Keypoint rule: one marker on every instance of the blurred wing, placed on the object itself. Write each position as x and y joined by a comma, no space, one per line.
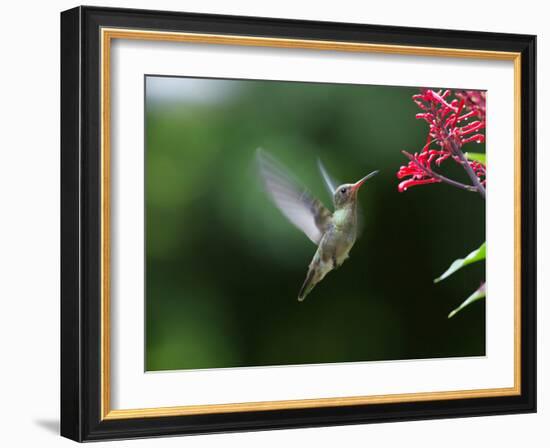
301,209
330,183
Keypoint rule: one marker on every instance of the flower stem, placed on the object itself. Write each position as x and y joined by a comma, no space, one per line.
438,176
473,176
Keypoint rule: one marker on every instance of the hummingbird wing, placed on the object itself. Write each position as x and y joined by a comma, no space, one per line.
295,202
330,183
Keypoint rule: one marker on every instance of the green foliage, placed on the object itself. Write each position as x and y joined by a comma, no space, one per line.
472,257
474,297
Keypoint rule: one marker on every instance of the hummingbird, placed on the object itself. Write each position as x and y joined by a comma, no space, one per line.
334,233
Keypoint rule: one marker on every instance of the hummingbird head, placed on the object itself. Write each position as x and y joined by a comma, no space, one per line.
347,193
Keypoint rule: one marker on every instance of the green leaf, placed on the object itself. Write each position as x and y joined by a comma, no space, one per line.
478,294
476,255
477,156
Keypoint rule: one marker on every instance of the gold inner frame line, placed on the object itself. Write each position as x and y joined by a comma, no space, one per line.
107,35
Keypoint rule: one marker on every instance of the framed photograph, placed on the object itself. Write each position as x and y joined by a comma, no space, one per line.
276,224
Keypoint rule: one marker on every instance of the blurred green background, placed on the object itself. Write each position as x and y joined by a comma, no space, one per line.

========

[Exercise directions]
Omit all pictures while transcribing the entries verbatim.

[Exercise answer]
Keypoint rule: one marker on every instance of the blurred wing, placed on the object itself. Write each position as x and y joined by a comma, no space, one per line.
301,209
330,183
Keypoint rule: one marker on every instance of the flower stem, placed on the object itself. Write each position as x and y joined by a comma, no space, one per line.
438,176
473,176
Keypoint rule: one marker on every instance of the hummingbird wing, placed on the object itself. Write each position as x and y joined by a comma, no space, one per line.
295,202
330,183
Keypoint rule: one marker on every instance of the green foliage, placed on the object itself. Write each position as x and y joined by a comma, no space, one per line.
472,257
474,297
Keypoint rule: one marker on every instance of the hummingbird, placed on the object itself. Write each position as x and y joined by a comma, no space, one per line.
334,233
Keypoint rule: one marker on every instance of the hummingbird head, placed on the object itself. Write each position as x and y joined by a comma, no space, one per line.
347,193
Keypoint rule: one marker on every instance of the green leaf, placed on the object itself. Write each position as x and y joined by a comma, no space, one per line.
478,294
476,255
477,156
Keypoint rule: one marker on every instance of the gold inner frame line, placed on the object itself. Write each position as x and y joined by a comma, no space, one per line.
107,35
Keypoint rule: one marker on every instance of the framed photograph, placed on the object itself. Write each position as x and y joined by a comma, no space, one per line.
276,224
Keypoint rule: one marker on every instance of the blurred green background, placed on the object itself. Write each position as x and y joined by a comma, no space, one per line.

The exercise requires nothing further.